§ **Provided text**:
Start
So far so good, but a look at the fine print is not so encouraging. While UC undoubtedly simplifies aspects of the current system, for example, it also introduces many new complexities. The benefit will require most claimants to apply online; to claim as a couple rather than individually; and to manage their finances on the monthly basis that awards will be paid. While some will adjust to these changes with ease, research suggests a significant group will struggle to adapt especially in view of recent cuts to advice services.
It is also questionable whether the new UC system will ensure that work always pays. Despite aiming to smooth the path into work, cliff edges will still exist under UC: home owners, for example, will lose help with mortgage interest support once they start to work, while those eligible for passported benefits such as free school meals still do not know at which income point this important source of support will cease.
Even when work pays on paper, the lived reality may prove otherwise. One of the biggest costs for working families are the notoriously high childcare prices we have in the UK. While childcare support will be available to all who are working under UC, low-income families can claim only 70% of costs for up to two children. While the government has recently committed to find an additional £200 million to support UC claimants with childcare, the current method to allocate this looks set to be both complex and potentially unfair.
For many, then, the suggestion that work will always pay under UC will not hold true. And for those who will be a few pounds a week better off than under the current system, the gains they net are so underwhelming that one has to wonder whether the government truly expects to achieve its second objective through UC. In fact, as the report argues, analysis that focuses on the award amounts and work incentives embedded in UC misses a crucial point: that the key way the government is making work pay – no matter how sporadic, insecure or poorly paid it is – is by driving down the value of out-of-work benefits.
End
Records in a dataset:
Start
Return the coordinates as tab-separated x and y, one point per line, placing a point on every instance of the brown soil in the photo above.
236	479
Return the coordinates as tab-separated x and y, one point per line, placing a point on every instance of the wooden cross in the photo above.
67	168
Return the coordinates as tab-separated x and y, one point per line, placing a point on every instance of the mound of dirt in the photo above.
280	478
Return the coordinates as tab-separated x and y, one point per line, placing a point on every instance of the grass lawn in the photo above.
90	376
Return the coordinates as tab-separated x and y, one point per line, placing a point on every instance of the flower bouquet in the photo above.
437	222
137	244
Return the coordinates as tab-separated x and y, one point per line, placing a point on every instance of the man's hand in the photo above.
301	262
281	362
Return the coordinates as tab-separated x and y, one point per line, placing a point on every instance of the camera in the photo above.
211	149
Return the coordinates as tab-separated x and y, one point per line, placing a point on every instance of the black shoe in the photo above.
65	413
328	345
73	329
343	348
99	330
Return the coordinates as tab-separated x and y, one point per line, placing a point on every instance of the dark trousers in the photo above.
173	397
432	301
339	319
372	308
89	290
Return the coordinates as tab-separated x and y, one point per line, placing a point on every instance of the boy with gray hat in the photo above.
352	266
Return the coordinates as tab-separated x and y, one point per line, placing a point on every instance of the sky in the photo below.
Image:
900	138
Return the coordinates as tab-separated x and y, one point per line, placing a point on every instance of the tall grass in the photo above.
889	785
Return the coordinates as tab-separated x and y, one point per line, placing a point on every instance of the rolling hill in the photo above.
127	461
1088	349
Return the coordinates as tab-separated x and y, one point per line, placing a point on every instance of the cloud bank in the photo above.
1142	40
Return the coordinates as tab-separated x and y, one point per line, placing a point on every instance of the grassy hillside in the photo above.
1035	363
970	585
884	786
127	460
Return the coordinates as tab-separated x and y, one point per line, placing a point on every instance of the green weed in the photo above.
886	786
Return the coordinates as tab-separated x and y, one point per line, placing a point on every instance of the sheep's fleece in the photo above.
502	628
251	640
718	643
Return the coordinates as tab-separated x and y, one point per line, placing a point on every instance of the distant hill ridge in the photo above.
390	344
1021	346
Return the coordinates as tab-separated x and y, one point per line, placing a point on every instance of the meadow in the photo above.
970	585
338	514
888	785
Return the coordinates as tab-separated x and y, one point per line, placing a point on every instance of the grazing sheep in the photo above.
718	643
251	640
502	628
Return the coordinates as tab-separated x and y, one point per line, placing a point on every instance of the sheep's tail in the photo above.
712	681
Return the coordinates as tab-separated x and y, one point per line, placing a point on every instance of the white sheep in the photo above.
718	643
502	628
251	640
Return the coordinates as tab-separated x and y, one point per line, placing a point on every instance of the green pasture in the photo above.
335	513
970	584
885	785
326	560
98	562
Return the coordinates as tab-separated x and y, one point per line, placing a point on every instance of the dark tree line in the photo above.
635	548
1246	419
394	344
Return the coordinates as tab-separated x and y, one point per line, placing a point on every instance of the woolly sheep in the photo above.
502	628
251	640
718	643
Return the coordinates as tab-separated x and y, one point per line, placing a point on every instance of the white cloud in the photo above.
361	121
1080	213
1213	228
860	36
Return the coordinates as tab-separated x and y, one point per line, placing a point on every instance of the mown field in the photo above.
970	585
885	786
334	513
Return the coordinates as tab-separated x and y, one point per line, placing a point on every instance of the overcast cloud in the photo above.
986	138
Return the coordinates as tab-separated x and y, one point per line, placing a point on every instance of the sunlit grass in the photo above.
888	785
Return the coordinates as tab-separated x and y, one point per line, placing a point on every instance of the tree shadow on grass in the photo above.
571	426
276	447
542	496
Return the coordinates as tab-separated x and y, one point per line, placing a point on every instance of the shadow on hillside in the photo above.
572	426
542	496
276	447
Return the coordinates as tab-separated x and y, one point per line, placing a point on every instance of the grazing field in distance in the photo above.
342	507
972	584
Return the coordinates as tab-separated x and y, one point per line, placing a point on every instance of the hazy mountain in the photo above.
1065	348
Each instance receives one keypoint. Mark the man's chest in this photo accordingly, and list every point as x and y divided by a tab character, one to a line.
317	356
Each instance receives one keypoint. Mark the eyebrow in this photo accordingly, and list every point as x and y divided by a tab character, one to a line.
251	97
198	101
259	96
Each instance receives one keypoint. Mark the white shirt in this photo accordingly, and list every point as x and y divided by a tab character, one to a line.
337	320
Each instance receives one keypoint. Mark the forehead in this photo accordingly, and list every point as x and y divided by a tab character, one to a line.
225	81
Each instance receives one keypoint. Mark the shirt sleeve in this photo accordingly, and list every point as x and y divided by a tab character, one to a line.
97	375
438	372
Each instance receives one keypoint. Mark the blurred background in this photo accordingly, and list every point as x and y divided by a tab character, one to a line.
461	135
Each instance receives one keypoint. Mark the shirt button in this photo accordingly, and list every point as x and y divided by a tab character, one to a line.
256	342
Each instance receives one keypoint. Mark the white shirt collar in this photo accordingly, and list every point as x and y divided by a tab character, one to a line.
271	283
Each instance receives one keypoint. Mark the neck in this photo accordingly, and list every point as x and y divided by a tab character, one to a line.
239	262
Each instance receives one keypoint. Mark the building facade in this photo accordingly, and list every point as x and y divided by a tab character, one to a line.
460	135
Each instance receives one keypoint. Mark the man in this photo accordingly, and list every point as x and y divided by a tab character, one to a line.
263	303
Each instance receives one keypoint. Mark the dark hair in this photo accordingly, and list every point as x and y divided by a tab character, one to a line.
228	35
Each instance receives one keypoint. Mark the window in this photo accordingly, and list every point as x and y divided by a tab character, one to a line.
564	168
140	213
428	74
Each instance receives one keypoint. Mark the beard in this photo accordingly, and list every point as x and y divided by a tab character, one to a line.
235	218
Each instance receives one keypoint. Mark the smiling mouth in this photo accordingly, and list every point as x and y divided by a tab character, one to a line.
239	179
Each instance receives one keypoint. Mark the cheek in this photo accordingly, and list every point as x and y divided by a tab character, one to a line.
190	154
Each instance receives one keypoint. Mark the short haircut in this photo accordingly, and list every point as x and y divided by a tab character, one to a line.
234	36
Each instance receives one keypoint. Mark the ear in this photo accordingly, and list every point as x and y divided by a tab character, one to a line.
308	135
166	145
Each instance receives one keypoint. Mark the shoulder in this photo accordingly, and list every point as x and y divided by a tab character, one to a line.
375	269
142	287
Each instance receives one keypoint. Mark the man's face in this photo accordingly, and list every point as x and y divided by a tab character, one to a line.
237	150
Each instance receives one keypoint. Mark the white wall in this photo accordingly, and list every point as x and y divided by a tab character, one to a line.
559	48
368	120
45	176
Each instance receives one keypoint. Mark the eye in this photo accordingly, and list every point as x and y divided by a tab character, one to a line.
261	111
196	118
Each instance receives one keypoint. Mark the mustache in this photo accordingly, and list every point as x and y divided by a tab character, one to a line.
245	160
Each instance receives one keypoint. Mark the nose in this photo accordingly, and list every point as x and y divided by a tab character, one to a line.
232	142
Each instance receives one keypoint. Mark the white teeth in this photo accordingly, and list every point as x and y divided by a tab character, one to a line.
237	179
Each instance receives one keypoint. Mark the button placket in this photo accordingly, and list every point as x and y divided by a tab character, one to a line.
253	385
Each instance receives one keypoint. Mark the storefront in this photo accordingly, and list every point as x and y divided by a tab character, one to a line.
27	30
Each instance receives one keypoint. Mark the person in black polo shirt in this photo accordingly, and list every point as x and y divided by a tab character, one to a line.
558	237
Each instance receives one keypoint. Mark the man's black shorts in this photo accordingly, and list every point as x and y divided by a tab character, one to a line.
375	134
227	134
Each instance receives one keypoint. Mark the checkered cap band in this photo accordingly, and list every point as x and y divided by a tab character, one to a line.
End
§ **Required task**: Output the stretch of the Universal Credit text from "So far so good, but" through "to advice services.". The data is separate material and is not part of the Universal Credit text.

§ **Solution below**:
So far so good, but a look at the fine print is not so encouraging. While UC undoubtedly simplifies aspects of the current system, for example, it also introduces many new complexities. The benefit will require most claimants to apply online; to claim as a couple rather than individually; and to manage their finances on the monthly basis that awards will be paid. While some will adjust to these changes with ease, research suggests a significant group will struggle to adapt especially in view of recent cuts to advice services.